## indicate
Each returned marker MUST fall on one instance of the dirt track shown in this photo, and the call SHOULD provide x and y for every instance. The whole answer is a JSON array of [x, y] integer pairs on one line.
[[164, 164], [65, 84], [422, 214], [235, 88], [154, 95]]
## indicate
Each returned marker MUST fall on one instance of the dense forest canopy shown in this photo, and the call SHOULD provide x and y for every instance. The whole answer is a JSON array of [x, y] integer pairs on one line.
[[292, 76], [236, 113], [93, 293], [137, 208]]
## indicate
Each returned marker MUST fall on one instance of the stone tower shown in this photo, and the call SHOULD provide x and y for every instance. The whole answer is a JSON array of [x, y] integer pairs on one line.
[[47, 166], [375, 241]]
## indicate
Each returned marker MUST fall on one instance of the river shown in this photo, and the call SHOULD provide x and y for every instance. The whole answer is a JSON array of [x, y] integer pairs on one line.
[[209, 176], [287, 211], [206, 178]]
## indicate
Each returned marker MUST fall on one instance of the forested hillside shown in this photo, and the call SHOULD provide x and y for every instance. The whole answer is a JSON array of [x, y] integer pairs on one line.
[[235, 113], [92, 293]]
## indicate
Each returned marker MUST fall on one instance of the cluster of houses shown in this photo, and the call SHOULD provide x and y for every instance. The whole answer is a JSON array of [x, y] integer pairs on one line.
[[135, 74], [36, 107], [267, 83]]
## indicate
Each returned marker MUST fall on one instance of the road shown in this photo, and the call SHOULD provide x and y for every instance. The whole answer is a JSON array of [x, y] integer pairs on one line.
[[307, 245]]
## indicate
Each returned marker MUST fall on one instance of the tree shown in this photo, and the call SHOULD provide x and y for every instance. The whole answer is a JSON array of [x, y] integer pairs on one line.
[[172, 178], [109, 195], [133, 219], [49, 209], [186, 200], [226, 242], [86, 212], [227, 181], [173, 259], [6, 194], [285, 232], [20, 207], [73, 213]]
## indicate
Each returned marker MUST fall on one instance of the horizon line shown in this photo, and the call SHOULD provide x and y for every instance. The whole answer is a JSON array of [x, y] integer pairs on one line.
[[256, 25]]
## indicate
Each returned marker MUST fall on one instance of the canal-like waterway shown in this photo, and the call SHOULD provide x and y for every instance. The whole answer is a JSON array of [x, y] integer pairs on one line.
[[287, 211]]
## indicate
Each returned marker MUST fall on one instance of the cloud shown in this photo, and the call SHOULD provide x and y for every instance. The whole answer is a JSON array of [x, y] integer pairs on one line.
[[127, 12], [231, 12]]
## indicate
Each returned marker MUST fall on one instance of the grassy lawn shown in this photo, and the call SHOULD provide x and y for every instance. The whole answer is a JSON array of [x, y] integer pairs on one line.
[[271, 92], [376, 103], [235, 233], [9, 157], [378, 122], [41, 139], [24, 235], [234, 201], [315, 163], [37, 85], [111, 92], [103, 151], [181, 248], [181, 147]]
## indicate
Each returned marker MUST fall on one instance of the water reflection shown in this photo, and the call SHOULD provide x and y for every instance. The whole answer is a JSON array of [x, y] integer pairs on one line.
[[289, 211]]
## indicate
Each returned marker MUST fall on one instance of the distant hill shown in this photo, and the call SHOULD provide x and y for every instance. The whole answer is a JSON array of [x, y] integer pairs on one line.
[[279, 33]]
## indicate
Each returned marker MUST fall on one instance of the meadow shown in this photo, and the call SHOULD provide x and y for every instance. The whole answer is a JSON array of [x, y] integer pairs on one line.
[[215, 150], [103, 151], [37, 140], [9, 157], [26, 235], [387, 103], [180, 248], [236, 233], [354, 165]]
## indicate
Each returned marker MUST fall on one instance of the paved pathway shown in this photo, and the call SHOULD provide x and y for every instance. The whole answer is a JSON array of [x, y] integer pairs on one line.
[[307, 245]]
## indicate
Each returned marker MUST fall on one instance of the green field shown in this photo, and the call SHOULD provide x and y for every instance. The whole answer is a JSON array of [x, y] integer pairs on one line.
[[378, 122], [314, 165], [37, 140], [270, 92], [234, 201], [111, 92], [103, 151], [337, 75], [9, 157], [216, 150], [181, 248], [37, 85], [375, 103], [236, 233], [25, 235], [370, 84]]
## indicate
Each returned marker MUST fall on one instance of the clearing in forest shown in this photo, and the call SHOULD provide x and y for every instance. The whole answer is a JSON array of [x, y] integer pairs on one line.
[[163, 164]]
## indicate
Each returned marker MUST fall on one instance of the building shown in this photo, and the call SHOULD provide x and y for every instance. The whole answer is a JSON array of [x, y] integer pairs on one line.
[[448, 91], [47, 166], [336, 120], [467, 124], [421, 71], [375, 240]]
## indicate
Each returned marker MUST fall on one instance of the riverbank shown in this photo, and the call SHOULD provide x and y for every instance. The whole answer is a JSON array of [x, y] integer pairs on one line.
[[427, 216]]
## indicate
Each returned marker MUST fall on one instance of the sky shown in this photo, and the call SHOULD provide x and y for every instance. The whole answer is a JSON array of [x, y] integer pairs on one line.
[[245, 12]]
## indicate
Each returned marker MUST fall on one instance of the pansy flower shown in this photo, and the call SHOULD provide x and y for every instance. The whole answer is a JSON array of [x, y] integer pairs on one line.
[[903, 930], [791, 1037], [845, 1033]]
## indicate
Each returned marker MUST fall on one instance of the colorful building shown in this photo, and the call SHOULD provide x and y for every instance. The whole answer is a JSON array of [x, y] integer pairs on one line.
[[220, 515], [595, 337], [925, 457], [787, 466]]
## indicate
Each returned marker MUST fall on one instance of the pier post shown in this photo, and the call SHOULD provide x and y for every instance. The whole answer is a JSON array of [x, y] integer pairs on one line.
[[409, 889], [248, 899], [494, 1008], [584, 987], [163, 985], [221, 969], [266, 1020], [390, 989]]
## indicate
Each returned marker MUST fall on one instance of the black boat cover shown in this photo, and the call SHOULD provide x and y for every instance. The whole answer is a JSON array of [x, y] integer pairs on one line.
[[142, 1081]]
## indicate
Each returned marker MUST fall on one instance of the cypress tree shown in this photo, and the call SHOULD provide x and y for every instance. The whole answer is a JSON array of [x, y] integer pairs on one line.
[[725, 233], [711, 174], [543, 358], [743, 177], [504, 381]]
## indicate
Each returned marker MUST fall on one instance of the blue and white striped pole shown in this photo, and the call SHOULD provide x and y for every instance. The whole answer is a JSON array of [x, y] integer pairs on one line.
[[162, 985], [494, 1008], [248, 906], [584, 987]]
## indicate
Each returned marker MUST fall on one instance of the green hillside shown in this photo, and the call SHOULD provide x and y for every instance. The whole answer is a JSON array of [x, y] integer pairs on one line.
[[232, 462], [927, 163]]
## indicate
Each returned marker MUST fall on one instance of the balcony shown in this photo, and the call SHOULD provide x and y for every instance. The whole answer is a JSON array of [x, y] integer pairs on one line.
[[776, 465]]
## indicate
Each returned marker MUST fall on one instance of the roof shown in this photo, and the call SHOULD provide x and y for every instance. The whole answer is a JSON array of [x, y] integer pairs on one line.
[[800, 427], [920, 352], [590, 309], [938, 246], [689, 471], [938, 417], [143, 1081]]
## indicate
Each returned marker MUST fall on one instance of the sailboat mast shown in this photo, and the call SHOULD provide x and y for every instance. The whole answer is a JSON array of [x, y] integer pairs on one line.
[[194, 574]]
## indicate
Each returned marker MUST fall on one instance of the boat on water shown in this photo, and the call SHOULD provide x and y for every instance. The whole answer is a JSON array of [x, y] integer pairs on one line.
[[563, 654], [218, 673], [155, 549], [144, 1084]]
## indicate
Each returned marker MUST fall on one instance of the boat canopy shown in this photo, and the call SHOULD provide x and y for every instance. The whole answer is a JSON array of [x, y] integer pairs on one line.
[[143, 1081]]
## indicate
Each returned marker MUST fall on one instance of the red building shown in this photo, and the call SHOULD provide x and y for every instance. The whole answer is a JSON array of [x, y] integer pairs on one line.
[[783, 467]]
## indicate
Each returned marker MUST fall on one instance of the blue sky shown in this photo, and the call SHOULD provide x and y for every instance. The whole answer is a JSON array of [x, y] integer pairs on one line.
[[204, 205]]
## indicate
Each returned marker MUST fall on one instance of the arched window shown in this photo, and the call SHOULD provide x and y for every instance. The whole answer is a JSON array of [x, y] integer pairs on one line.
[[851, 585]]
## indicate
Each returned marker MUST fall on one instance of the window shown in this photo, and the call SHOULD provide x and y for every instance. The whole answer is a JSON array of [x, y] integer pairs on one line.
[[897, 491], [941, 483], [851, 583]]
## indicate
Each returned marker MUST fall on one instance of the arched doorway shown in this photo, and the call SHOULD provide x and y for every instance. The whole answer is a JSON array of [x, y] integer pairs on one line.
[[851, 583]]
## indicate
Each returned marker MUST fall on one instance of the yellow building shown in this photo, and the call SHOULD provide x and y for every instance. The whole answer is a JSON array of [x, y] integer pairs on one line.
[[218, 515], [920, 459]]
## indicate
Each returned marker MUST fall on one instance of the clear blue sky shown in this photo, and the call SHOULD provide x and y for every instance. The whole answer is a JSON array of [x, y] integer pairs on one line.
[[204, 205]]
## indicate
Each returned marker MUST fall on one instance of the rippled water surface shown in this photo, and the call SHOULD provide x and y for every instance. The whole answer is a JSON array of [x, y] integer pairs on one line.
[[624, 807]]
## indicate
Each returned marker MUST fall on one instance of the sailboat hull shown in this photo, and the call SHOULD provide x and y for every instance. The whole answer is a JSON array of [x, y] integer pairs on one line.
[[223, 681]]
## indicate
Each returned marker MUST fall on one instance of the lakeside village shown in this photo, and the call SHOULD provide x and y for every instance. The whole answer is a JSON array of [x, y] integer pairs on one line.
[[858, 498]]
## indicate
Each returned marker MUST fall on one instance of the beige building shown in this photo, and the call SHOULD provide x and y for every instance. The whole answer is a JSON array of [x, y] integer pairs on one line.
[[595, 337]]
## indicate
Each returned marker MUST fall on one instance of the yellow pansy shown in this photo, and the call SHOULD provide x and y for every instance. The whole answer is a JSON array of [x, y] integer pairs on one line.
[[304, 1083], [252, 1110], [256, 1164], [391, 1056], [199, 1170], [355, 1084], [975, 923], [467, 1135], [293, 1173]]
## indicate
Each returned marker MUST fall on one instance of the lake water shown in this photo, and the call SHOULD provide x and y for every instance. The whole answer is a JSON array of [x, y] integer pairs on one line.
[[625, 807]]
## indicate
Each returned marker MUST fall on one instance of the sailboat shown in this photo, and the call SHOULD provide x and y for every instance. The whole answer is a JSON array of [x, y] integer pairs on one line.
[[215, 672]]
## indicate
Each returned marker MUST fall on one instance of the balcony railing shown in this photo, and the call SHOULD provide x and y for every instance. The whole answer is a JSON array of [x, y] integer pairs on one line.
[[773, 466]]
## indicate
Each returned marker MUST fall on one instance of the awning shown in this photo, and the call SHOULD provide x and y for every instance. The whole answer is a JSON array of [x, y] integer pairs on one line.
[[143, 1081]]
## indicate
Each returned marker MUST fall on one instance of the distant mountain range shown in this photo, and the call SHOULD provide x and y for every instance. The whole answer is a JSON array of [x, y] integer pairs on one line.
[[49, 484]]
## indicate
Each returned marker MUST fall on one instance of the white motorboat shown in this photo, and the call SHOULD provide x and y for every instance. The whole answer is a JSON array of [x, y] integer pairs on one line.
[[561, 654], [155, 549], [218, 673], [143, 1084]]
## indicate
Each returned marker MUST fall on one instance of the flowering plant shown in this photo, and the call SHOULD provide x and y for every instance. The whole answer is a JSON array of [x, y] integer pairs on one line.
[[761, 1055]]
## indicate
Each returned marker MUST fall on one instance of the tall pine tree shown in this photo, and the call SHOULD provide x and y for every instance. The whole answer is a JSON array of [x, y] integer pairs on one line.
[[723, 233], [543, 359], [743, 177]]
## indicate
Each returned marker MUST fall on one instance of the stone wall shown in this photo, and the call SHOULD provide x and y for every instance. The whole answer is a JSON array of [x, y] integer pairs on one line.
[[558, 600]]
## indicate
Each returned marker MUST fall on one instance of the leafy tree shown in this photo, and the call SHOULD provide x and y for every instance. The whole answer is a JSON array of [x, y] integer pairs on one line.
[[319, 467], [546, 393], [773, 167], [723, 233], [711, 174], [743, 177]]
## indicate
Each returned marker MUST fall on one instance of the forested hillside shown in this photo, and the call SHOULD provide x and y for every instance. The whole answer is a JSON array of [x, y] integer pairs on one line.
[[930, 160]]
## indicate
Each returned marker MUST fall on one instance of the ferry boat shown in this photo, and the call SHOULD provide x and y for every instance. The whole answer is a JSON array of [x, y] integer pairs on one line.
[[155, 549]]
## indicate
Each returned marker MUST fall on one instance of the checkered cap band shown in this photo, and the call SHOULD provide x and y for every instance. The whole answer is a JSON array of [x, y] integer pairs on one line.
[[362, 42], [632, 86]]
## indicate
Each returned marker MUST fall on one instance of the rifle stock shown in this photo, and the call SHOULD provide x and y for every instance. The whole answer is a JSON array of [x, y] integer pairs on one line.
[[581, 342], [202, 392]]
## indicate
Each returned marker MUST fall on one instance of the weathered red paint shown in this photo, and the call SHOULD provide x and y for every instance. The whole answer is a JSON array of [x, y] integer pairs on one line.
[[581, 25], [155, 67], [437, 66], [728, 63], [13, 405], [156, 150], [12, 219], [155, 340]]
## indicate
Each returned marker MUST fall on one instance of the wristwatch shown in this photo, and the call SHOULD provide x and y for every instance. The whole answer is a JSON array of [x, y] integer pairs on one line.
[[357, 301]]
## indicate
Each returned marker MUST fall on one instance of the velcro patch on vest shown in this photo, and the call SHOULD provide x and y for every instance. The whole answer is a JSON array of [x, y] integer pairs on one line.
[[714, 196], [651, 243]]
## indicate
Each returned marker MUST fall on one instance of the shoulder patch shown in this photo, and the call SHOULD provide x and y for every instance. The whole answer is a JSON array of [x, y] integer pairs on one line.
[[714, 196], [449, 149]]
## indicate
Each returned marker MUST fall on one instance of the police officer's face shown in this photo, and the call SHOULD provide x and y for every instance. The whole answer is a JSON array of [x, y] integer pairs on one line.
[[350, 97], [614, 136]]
--------------------
▶ **Given exercise**:
Pick out every line in the entries above that contains the string "roof", matching case exactly, and copy each one in full.

▶ **Task output**:
Each returned marker MUST fall on one instance of the roof shown in this photo, and the call SHOULD provide x and y for every instance. The whole answer is a JSON array of [x, y] integer pairs on one line.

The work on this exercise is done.